* Task directions *
Take the line that contains "spot the small green plant." as the first and the last line of the material as the final one; set down exactly the lines in that span.

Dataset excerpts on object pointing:

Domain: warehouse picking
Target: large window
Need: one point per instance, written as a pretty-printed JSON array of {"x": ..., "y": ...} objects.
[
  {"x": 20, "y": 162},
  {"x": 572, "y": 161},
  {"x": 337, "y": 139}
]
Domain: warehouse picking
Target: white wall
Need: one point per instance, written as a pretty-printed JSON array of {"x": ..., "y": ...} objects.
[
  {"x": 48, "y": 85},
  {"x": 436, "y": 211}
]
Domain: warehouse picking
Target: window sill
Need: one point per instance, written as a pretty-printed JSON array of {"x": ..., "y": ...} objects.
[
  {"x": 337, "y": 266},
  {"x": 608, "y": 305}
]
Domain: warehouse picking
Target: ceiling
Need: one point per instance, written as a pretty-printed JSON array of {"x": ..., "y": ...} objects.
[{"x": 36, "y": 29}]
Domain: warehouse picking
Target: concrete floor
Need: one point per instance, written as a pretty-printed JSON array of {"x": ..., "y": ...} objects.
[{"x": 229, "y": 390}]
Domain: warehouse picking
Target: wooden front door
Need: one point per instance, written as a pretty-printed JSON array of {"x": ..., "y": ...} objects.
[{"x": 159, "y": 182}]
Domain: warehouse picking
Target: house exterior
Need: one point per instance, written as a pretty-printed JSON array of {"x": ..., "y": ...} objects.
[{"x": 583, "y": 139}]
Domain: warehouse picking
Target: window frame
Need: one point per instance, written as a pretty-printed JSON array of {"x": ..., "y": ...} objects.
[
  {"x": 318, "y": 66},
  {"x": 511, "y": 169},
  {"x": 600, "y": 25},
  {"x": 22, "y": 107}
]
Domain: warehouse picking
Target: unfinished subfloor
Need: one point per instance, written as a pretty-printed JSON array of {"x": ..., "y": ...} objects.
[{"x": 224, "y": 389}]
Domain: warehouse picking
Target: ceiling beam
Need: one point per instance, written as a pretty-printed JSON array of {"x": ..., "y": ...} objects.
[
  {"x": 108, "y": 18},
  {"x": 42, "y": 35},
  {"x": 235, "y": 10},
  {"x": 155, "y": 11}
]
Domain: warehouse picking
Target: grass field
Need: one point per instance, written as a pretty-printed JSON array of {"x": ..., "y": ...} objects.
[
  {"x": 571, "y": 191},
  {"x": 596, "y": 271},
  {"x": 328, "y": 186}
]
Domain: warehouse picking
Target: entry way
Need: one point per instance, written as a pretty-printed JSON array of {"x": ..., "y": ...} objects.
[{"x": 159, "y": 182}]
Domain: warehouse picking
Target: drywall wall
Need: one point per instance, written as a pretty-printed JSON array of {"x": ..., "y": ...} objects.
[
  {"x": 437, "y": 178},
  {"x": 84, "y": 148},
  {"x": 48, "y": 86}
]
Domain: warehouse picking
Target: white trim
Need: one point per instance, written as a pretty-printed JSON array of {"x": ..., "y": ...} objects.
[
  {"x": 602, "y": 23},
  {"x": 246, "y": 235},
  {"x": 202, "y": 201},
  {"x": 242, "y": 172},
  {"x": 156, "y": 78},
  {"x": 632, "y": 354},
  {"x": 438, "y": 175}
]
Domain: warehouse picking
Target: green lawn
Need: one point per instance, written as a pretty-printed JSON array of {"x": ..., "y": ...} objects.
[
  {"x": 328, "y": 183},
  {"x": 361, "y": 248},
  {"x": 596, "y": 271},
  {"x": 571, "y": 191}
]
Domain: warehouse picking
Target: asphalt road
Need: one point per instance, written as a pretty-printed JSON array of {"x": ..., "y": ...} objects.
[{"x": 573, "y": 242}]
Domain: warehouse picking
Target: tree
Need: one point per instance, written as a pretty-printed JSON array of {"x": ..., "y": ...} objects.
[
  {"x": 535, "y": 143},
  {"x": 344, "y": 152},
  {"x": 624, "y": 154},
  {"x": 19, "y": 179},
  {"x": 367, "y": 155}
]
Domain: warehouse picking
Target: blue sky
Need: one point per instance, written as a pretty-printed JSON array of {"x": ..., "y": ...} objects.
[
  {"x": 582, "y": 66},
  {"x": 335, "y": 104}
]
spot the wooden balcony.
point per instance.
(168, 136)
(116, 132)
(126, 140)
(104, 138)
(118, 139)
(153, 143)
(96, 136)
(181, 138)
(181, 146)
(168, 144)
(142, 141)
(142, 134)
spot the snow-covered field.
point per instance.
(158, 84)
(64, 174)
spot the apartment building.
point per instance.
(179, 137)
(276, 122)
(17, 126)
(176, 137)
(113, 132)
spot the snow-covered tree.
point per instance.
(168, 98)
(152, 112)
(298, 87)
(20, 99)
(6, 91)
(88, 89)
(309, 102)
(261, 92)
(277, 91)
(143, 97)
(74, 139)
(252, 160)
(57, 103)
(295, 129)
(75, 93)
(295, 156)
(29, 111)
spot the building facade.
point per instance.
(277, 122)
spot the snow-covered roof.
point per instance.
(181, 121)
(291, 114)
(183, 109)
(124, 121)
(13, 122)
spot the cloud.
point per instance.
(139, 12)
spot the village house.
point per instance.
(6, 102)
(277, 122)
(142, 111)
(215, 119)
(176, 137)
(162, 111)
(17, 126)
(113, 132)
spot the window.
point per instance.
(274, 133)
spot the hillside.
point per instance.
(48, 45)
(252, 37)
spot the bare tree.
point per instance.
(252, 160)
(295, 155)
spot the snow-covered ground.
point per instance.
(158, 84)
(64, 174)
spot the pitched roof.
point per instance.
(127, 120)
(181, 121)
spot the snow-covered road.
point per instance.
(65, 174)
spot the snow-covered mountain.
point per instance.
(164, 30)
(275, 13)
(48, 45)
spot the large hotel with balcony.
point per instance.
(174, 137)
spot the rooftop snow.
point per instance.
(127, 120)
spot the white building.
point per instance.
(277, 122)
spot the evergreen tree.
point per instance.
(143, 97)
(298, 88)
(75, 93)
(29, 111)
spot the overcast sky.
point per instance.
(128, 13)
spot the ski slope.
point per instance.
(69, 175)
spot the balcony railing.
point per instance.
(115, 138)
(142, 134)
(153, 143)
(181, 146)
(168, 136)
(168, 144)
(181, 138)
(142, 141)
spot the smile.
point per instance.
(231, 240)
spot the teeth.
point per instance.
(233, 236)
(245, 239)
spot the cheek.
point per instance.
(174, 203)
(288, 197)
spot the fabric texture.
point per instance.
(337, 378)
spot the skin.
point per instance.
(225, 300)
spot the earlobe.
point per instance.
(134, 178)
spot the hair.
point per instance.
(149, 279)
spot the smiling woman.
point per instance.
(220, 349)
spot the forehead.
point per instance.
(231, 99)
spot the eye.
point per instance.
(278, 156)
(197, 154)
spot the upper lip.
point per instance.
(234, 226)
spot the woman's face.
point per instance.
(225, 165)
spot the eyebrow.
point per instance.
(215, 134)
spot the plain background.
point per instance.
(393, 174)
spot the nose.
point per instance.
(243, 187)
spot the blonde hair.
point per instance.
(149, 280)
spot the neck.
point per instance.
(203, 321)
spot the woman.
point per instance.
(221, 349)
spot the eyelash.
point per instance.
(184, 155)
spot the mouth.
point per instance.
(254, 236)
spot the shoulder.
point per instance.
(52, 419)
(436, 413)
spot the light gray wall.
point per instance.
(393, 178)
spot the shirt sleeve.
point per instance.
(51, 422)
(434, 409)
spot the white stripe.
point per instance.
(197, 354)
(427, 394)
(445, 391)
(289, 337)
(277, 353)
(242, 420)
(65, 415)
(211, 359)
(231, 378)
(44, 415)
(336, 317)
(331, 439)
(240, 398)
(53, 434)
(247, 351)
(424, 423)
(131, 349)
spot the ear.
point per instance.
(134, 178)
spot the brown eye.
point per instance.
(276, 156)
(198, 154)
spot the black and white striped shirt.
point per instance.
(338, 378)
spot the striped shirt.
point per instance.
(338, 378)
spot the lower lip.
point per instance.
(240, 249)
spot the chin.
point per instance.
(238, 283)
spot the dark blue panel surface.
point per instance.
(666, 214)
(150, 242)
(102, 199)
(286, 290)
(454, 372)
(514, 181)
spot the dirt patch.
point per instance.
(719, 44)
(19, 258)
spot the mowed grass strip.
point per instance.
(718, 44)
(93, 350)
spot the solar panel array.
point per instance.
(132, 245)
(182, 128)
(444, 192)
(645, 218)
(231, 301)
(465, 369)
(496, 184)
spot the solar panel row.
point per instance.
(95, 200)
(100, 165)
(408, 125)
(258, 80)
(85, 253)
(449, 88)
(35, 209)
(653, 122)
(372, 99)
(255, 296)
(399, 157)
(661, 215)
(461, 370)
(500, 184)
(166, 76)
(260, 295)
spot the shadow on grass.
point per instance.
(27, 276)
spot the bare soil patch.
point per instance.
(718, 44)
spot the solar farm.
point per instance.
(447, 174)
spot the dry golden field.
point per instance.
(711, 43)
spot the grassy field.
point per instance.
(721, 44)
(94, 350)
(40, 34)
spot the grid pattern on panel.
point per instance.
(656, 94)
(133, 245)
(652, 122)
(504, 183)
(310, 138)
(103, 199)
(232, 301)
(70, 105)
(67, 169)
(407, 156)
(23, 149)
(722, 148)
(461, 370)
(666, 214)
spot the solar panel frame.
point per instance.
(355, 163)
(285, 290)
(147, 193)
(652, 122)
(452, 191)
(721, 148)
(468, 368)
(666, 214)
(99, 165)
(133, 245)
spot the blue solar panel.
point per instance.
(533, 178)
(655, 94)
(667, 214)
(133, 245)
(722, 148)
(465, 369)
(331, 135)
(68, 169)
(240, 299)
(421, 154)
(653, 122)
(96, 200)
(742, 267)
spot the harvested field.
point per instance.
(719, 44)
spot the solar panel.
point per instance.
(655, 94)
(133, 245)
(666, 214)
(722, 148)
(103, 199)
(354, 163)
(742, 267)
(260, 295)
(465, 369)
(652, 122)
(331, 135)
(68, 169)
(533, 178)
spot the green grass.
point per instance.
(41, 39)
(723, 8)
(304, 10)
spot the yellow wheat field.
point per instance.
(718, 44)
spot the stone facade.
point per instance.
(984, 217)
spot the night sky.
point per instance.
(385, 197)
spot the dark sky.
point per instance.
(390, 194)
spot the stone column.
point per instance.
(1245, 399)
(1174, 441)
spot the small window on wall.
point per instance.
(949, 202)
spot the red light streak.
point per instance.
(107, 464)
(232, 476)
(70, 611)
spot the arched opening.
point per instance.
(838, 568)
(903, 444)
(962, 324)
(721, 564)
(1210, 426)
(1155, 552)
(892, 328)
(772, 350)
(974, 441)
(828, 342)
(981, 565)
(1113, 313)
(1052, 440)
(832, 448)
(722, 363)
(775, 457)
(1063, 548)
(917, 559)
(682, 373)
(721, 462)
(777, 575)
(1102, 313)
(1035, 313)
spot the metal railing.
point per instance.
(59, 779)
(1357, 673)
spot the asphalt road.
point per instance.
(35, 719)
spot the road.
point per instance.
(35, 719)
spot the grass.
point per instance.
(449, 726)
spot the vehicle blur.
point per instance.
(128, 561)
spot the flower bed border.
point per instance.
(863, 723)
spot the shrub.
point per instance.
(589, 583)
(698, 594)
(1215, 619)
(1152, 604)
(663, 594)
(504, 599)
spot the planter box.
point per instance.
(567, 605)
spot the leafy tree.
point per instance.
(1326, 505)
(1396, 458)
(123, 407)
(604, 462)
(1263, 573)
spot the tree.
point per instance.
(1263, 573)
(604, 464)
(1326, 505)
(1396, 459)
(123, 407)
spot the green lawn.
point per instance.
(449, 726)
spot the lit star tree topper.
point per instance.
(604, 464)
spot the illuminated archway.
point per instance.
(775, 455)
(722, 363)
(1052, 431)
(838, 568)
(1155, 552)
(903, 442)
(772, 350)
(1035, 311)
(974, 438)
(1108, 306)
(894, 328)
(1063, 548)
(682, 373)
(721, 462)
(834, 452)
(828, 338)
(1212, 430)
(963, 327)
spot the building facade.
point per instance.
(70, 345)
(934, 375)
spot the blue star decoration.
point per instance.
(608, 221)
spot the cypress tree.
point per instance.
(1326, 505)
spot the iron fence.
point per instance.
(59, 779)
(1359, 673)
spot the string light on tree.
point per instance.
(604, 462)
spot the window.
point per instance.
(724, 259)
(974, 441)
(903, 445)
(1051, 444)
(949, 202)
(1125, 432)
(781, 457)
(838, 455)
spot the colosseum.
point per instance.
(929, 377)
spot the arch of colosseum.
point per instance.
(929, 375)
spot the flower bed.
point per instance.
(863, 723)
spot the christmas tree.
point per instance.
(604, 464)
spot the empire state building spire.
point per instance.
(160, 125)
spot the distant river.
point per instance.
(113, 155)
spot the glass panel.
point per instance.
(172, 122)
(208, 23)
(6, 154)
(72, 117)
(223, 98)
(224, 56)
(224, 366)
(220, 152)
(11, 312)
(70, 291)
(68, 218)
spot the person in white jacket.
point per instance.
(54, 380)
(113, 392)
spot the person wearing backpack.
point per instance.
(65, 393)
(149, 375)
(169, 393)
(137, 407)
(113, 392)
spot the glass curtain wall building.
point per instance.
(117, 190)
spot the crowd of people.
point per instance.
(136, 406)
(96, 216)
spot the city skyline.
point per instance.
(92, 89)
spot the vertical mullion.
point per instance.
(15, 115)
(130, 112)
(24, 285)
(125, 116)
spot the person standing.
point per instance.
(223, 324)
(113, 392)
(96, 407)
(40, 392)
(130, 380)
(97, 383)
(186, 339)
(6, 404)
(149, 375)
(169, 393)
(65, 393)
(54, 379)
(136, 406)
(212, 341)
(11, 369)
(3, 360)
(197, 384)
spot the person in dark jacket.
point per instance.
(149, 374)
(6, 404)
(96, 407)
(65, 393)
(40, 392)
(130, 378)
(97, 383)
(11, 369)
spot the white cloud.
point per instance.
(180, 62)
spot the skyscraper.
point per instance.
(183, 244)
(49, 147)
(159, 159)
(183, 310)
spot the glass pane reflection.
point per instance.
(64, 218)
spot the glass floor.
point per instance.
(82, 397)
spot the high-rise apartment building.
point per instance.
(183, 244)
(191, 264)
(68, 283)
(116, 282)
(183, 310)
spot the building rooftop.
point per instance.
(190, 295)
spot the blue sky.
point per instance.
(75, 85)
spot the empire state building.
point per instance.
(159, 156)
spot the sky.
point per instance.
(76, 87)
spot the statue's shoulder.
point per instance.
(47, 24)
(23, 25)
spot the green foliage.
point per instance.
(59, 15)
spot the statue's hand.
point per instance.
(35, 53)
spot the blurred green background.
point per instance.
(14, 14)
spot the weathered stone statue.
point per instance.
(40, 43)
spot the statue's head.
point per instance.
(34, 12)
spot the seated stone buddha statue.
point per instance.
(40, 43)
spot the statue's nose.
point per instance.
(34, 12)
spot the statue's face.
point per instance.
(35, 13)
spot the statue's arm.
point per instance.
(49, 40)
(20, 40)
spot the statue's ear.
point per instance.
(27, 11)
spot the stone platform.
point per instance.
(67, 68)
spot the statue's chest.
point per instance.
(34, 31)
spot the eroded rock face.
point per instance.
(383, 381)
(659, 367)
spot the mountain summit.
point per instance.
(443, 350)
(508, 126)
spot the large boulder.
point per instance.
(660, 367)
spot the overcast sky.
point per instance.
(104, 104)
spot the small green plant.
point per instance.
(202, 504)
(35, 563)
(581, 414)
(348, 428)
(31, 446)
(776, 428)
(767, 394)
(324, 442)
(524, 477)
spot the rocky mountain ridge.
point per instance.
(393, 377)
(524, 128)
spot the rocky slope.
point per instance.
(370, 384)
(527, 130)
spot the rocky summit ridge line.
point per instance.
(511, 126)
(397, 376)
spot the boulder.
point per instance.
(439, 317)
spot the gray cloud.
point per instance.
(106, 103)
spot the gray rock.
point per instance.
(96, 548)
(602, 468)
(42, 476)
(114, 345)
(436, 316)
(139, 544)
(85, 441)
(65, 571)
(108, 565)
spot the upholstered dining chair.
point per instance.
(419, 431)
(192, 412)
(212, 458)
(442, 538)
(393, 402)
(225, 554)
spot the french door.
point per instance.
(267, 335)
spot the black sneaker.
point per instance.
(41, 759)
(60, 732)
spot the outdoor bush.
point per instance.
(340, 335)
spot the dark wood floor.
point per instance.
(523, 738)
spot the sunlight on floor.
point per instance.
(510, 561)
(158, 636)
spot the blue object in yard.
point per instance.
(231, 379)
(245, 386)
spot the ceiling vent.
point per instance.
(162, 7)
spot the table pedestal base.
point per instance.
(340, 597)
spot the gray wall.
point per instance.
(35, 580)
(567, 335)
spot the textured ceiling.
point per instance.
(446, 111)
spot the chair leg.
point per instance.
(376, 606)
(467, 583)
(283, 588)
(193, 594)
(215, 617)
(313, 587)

* Solution for this problem *
spot the small green plant.
point per instance.
(202, 504)
(35, 563)
(581, 414)
(348, 428)
(31, 446)
(776, 428)
(767, 394)
(324, 442)
(524, 477)
spot the rocky mountain ridge.
point per instance.
(393, 377)
(524, 128)
spot the rocky slope.
point per instance.
(370, 384)
(527, 130)
spot the rocky summit ridge line.
point per instance.
(511, 126)
(397, 376)
spot the boulder.
point per instance.
(439, 317)
spot the gray cloud.
point per instance.
(106, 103)
spot the gray rock.
point per instance.
(96, 548)
(602, 468)
(42, 476)
(114, 345)
(436, 316)
(139, 544)
(85, 441)
(65, 571)
(108, 565)
spot the upholstered dining chair.
point per instance.
(419, 431)
(192, 412)
(212, 458)
(442, 538)
(393, 402)
(225, 554)
spot the french door.
point per instance.
(267, 335)
spot the black sneaker.
point per instance.
(41, 759)
(60, 732)
spot the outdoor bush.
point per instance.
(340, 335)
spot the dark wood floor.
point per instance.
(523, 738)
spot the sunlight on floor.
point per instance.
(510, 561)
(158, 636)
spot the blue object in yard.
point per instance.
(231, 379)
(245, 386)
spot the ceiling vent.
point per instance.
(162, 7)
spot the table pedestal base.
point per instance.
(340, 597)
spot the gray wall.
point per instance.
(35, 580)
(567, 335)
spot the textured ceiling.
point per instance.
(446, 111)
spot the chair leg.
point per instance.
(376, 606)
(467, 583)
(283, 588)
(193, 594)
(215, 617)
(313, 587)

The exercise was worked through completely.